What you have to do:
Please output the records below word for word and omit the pictures.

Start of Dataset extract

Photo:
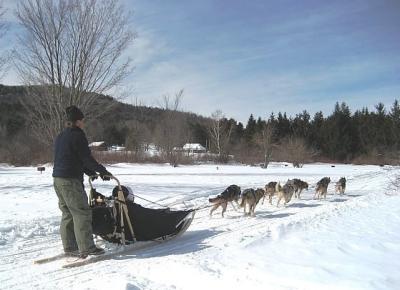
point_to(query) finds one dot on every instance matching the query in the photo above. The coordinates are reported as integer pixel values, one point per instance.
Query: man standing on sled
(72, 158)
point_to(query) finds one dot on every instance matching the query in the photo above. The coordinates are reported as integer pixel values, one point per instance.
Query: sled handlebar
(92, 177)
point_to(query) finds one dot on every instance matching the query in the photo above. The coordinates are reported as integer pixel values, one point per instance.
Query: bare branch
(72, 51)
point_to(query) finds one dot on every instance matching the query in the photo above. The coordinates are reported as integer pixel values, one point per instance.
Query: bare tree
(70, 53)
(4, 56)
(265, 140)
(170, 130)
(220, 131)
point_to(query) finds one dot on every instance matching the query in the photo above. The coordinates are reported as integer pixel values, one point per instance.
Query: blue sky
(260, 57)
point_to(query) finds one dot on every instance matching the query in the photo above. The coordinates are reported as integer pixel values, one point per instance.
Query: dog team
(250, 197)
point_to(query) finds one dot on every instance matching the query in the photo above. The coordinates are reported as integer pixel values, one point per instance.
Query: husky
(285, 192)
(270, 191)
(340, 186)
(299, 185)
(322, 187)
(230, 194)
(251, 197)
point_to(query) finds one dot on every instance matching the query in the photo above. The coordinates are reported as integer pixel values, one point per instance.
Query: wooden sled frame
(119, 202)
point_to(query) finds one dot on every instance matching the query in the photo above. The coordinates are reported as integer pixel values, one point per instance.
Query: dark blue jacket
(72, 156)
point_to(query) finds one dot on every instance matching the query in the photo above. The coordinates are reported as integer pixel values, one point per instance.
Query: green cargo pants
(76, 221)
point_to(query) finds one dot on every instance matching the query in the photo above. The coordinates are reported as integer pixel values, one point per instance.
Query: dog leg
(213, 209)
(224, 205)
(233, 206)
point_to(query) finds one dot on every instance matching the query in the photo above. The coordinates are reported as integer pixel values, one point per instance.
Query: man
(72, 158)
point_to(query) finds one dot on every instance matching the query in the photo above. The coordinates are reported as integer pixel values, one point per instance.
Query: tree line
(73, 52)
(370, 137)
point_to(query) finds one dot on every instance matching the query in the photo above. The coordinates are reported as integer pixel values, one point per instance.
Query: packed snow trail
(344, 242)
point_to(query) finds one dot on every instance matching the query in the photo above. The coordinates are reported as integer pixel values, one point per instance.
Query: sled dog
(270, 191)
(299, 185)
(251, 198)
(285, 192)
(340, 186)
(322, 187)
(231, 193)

End of Dataset extract

Problem solution:
Photo:
point_to(query) finds one dot on every instance matching the query in the photo above. The coordinates are reported as integer pixel values, one point per instance.
Query: man standing on sled
(72, 158)
point_to(query) finds one dot on every instance matching the query in the photo above. The coordinates are reported as integer pixel values, one point per instance.
Query: sled handlebar
(92, 177)
point_to(query) finds one dot on every instance matching the query in the photo above. The coordinates are reported as integer pixel values, one point per instance.
Query: bare branch
(72, 51)
point_to(query) finds one dot on every instance matching the query in the photo above. The coordinates are reported as integer pixel values, one point per instance.
Query: bare tree
(70, 53)
(4, 56)
(265, 140)
(170, 130)
(220, 131)
point_to(query) finds one dot on every instance matching the query in the photo above. The coordinates are reported as integer pixel values, one point per instance.
Query: blue sky
(260, 57)
point_to(query) finds one dot on every instance matching the query in the photo above. The coordinates are reported as integer pixel values, one point per instance.
Query: dog team
(250, 197)
point_to(query) finds one dot on every instance matching the query in the photo above. The coordinates are reported as integer pixel values, one point per instance.
Query: husky
(285, 192)
(270, 191)
(340, 186)
(299, 185)
(322, 187)
(230, 194)
(251, 197)
point_to(query) finds one dot on every instance matching the query in the photo above. The coordinates are reported as integer pixel values, one point per instance.
Query: wooden sled frame
(119, 202)
point_to(query) finds one dot on every instance matching the query in the photo above. The coordinates are reported as integer pixel values, one point per instance.
Query: dark blue jacket
(72, 156)
point_to(query) finds one dot on every instance matching the query in the photo above. The coordinates are reported as integer pixel values, one point per instance.
Query: green cargo pants
(76, 221)
point_to(query) finds one dot on every instance matching the query in the photo above. The coordinates are reported as integer pixel values, one point per instance.
Query: dog leg
(213, 209)
(224, 205)
(233, 206)
point_to(query) finds one dot on every instance matching the query in the photo above. The coordinates are reported as integer pixel values, one point per instance.
Query: man
(72, 158)
point_to(query) finds one dot on every instance matching the query in the photo above. The coordinates are reported as integer pixel values, one point per instance.
Query: tree line
(73, 52)
(370, 137)
point_to(query) finds one dot on every instance matching the query in the photo above. The coordinates are reported as integer pixel values, one point per instance.
Query: packed snow trail
(344, 242)
point_to(query) finds one dot on every instance matching the query in the photo above. The coordinates are reported as integer pixel values, one point per instance.
Query: sled dog
(270, 191)
(299, 185)
(251, 198)
(285, 192)
(340, 186)
(322, 187)
(231, 193)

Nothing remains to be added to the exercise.